*EXTRACT*.
----
Tuesday, October 21, 2008

Repeat after me

Barack Obama is not a terrorist.

Barack Obama will not raise your taxes if you make under $250K a year.

Barack Obama will not pull troops out of Iraq or Afghanistan without the advice and input of the military leadership. He will begin to pull out of both areas in a responsible manner as soon as he can.

Barack Obama will make sure that if you have adequate health care, you keep it. He will also make sure that every person in this country has access to affordable health care and that people will not be denied coverage based on preexisting conditions.

The Obama and McCain financial plans have both been analyzed by independent experts. Obama's was given a higher rating.

If you think it is a problem that Obama may be President with a Democratic controlled Congress, you should also think that it was a problem that President Bush had 6 years with a Republican controlled Congress.
----
*RECORDS SHOWN*.

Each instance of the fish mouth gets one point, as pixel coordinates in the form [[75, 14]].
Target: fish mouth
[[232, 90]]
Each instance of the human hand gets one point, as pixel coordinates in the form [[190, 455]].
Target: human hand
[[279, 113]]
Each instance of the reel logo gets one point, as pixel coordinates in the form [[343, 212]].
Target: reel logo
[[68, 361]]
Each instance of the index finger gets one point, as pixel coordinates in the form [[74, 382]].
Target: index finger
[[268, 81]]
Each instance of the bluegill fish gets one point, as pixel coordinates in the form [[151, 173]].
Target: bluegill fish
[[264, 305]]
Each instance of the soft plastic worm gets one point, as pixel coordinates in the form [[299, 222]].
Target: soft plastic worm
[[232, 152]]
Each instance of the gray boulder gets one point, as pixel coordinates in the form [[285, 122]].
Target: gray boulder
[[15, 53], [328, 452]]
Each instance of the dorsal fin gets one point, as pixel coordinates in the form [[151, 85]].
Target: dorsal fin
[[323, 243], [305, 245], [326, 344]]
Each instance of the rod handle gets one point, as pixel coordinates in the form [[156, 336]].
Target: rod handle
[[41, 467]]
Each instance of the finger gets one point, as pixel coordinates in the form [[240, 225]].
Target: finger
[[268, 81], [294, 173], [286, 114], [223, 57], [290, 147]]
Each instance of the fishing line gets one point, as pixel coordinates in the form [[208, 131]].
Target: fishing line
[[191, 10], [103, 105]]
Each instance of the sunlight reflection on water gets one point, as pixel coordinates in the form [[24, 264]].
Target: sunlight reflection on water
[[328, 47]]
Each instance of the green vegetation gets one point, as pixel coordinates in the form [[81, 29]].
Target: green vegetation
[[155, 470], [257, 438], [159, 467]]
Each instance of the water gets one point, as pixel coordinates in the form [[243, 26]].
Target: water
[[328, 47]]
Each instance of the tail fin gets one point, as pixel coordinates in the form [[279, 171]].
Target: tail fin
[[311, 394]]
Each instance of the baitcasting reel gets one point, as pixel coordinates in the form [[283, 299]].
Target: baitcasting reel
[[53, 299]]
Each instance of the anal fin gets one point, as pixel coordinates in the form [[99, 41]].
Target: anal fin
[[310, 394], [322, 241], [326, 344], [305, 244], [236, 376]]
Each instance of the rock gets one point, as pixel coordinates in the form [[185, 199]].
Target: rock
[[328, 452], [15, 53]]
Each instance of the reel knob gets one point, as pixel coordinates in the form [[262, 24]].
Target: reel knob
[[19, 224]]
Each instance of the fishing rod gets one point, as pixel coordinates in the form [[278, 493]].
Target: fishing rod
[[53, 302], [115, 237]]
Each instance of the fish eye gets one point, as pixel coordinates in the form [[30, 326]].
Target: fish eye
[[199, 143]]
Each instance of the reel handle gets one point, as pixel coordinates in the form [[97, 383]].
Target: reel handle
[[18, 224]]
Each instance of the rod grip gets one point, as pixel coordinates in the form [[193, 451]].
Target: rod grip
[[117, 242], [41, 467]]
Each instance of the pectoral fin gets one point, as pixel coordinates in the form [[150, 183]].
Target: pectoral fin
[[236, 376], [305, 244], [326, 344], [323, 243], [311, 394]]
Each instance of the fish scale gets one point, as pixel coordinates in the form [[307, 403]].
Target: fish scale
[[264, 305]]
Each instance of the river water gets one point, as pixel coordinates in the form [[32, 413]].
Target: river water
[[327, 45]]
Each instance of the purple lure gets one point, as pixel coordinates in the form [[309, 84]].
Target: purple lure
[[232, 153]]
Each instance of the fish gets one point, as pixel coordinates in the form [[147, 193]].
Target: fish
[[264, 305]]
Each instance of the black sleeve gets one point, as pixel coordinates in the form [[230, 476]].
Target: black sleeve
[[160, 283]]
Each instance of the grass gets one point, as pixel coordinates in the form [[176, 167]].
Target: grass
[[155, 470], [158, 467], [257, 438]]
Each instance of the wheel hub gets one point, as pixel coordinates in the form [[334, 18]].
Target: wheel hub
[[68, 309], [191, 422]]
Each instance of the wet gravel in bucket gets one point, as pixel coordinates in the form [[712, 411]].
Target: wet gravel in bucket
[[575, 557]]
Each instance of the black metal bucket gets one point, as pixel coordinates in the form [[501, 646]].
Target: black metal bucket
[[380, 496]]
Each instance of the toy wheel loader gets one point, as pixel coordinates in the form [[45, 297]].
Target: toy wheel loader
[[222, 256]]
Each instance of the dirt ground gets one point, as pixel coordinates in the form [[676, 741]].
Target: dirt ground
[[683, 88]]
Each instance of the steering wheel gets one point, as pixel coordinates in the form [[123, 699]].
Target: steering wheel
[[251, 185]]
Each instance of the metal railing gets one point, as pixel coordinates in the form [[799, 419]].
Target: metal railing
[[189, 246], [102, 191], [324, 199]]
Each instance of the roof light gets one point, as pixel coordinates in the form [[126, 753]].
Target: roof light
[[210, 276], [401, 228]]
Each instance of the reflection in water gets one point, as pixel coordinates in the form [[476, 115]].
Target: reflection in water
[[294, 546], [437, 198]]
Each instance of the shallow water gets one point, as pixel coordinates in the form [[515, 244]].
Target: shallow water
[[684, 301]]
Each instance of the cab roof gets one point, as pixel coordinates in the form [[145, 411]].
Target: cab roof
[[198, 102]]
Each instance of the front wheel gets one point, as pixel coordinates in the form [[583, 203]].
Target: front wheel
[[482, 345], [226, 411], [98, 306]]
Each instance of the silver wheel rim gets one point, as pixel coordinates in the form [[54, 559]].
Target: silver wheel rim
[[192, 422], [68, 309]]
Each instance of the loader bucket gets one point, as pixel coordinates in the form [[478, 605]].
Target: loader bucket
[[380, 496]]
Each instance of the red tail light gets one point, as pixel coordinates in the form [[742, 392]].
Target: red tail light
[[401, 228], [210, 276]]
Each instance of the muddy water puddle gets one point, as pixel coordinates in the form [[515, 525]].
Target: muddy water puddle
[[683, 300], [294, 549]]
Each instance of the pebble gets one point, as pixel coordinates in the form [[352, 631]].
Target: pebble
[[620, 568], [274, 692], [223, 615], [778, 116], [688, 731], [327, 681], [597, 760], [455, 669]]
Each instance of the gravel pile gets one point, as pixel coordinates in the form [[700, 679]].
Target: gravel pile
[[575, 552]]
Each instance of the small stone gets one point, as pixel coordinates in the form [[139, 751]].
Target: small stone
----
According to the "Repeat after me" post, below what yearly income will Barack Obama not raise your taxes?

$250K a year